» **REQUIRED TASK**: Reproduce exactly the lines beginning with the line that contains "Please mark the wave" and ending at the final line of the material below.

*** EXERCISE MATERIAL ***

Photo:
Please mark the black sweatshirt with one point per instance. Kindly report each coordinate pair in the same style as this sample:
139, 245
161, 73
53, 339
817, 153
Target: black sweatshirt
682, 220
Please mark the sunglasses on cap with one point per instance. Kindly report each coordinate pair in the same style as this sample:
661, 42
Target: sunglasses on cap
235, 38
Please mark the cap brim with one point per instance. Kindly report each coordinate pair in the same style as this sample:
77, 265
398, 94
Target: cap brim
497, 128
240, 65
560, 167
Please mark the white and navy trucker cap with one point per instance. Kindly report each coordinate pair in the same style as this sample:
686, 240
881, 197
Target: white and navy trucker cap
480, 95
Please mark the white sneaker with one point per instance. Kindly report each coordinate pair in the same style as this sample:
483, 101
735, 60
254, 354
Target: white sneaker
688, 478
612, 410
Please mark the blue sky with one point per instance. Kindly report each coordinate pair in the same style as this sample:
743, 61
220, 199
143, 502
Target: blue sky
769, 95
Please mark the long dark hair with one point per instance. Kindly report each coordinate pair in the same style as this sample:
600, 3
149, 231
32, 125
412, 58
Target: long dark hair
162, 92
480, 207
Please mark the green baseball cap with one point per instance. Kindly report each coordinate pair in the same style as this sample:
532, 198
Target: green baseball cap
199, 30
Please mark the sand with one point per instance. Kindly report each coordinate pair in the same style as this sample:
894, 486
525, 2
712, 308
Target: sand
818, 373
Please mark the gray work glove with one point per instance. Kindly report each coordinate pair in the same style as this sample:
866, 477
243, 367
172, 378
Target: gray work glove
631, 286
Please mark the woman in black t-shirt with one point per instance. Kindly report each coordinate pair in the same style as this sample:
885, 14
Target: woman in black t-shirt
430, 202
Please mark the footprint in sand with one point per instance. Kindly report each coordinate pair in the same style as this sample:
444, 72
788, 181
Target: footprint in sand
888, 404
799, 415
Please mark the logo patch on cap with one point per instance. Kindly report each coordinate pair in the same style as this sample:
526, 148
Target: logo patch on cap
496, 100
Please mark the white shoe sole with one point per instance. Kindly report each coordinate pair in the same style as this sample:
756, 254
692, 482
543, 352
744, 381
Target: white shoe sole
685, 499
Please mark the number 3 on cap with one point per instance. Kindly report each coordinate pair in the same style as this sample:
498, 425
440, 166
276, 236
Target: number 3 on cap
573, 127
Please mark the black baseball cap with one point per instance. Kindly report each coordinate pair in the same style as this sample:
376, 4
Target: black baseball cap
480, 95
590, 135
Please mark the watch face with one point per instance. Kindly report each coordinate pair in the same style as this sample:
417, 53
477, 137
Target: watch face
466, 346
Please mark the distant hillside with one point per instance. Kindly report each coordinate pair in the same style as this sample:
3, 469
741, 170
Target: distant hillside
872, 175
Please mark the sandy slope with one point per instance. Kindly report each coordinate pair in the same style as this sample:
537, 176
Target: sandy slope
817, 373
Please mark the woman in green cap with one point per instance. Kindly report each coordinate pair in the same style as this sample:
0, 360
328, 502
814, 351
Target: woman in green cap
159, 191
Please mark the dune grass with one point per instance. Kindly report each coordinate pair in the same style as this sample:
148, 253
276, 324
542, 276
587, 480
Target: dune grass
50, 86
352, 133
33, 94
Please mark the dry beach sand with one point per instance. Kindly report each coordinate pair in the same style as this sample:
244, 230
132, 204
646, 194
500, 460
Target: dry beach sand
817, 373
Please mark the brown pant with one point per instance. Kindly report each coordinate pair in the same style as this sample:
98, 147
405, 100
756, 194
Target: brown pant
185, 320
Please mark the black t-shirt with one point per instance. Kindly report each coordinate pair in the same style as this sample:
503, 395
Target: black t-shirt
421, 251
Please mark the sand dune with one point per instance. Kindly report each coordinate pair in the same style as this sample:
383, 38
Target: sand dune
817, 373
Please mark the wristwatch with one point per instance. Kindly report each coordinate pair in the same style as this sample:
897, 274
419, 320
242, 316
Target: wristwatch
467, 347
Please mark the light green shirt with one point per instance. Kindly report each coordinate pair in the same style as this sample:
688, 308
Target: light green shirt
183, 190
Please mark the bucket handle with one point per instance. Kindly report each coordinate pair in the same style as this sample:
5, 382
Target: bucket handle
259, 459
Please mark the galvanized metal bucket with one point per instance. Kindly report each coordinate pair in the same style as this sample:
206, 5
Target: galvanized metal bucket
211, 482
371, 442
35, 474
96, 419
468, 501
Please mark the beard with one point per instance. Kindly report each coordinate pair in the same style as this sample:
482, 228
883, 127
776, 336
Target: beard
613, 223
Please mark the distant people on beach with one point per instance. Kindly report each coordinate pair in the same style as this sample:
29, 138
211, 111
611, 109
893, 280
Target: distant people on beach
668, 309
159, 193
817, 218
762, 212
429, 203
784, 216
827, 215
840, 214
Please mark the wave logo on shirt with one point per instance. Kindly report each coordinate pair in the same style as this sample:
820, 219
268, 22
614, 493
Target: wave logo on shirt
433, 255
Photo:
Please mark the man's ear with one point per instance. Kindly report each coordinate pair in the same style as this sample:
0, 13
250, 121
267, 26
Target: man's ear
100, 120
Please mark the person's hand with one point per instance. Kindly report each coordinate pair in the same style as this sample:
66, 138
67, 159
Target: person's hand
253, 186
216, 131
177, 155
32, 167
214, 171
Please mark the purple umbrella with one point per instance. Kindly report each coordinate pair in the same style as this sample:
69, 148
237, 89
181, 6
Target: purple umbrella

***

» **RESPONSE**:
Please mark the wave logo on shirt with one point per instance. Kindly report each coordinate pair in the same style as this sample:
820, 219
268, 22
614, 493
Target: wave logo on shirt
433, 255
Photo:
Please mark the man's ear with one point per instance. Kindly report each coordinate pair in the same style as this sample:
0, 13
250, 121
267, 26
Target: man's ear
100, 120
Please mark the person's hand with one point per instance. Kindly report each coordinate pair in the same style as this sample:
66, 138
67, 159
Target: person's hand
253, 186
216, 131
177, 155
32, 167
214, 171
Please mark the purple umbrella with one point per instance. Kindly report each coordinate pair in the same style as this sample:
69, 148
237, 89
181, 6
Target: purple umbrella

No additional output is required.